**Task statement**
Give every line of the data below as a numbered list, leaving out any blank lines.

Coordinate annotation entries:
** start **

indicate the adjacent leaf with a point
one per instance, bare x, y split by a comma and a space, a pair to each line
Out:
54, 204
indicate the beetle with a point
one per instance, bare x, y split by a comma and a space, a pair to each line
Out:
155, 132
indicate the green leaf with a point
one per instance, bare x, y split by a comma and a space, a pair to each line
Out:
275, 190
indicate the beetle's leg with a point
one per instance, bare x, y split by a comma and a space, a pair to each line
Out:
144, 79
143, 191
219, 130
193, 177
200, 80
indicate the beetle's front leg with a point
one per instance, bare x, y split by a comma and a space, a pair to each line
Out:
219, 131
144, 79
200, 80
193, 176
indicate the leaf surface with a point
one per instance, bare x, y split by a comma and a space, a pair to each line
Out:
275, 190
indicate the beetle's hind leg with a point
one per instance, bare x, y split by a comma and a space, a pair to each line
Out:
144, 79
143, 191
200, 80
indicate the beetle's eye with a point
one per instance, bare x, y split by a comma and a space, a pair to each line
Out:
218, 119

** end **

**Answer to the problem**
1. indicate the adjacent leaf with a point
2. one per instance, bare x, y split by a comma and a space, a pair to each line
3. Out:
4. 54, 204
5. indicate the beetle with a point
6. one per instance, bare x, y split by a comma and a space, a pair to each line
7. Out:
8. 155, 132
9. indicate the green leaf with a point
10. one per instance, bare x, y split by a comma and a space, a pair to each line
11. Out:
12. 275, 190
13. indicate the beetle's leg with a point
14. one per instance, bare x, y split by a comma and a space, a pair to each line
15. Out:
16. 144, 79
17. 143, 191
18. 219, 130
19. 193, 177
20. 200, 80
21. indicate the beetle's front leg with a point
22. one per instance, bare x, y split by a comma and a space, a pair to each line
23. Out:
24. 219, 131
25. 144, 79
26. 200, 80
27. 193, 176
28. indicate the leaf surface with a point
29. one per instance, bare x, y split by a comma and a space, a pair to each line
30. Out:
31. 275, 190
32. indicate the beetle's hind leg with a point
33. one per instance, bare x, y split by a comma and a space, a pair to each line
34. Out:
35. 144, 79
36. 143, 191
37. 200, 80
38. indicate the beetle's eye with a point
39. one per instance, bare x, y split by a comma and a space, a pair to each line
40. Out:
41. 218, 119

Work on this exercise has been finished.